Below are the entries. Transcribe exactly the lines from the one with "Query: red basketball jersey" through the one with "Guideline: the keypoint for each instance of the short", ends included, and leave out all others.

◇ ◇ ◇

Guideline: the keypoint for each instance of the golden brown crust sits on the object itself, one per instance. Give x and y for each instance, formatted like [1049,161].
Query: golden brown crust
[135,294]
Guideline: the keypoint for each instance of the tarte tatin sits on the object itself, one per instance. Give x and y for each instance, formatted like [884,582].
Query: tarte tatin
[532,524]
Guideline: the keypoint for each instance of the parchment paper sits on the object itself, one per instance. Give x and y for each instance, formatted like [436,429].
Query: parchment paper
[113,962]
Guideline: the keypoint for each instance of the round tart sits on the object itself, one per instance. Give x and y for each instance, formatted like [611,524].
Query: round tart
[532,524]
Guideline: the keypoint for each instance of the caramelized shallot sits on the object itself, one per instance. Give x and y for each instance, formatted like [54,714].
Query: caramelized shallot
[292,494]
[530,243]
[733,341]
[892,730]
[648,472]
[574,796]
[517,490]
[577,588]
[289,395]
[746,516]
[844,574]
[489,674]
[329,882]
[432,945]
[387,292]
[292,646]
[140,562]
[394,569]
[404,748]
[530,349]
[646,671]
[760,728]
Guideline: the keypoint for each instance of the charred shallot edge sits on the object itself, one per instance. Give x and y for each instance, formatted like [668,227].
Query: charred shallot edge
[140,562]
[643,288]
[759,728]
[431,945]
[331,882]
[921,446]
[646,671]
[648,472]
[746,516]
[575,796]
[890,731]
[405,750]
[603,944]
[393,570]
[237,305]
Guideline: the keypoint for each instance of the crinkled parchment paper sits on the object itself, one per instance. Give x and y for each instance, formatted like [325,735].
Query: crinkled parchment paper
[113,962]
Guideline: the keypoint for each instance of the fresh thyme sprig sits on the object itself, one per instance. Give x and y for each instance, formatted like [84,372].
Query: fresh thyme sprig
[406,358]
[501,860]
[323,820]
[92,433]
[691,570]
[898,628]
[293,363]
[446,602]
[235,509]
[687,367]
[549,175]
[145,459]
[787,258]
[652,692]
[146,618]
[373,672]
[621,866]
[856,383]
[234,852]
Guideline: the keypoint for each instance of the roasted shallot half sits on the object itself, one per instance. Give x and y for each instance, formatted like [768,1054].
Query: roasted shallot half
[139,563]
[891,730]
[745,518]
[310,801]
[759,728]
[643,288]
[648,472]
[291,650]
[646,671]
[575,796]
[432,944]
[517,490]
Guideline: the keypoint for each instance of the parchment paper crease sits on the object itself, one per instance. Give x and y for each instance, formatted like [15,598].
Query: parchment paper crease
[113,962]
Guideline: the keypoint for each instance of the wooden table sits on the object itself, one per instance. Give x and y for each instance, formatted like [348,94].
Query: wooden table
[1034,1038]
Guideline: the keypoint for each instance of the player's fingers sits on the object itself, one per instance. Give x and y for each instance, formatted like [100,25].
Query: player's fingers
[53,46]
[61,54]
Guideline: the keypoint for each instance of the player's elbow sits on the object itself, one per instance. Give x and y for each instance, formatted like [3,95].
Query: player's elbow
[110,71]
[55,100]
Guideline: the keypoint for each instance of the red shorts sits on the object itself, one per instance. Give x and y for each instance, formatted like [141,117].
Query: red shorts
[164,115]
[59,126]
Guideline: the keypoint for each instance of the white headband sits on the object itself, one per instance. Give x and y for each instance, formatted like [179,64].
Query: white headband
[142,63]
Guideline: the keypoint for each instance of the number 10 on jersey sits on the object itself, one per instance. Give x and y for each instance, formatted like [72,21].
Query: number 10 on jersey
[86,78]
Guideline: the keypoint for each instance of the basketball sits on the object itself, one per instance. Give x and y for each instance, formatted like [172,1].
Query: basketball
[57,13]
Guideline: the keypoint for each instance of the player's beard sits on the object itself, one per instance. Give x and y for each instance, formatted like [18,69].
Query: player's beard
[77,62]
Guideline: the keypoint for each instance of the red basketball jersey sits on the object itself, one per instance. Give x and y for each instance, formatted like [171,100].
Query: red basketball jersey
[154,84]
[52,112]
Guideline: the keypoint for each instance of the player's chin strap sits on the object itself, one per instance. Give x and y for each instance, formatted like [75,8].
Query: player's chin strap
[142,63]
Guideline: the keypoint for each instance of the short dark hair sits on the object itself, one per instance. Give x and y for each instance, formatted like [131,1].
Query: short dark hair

◇ ◇ ◇

RESULT OF THE EXERCISE >>
Query: red basketball jersey
[154,84]
[52,112]
Guideline: the keypoint for each instance of the player's chin strap sits on the object itself, one per instance. Give x and y for each instance, formatted like [75,8].
Query: player's chin strap
[142,63]
Guideline: the keypoint for each instance of the short dark hair sits on the object itself, one per instance. Give x and y for each instance, formatted like [131,1].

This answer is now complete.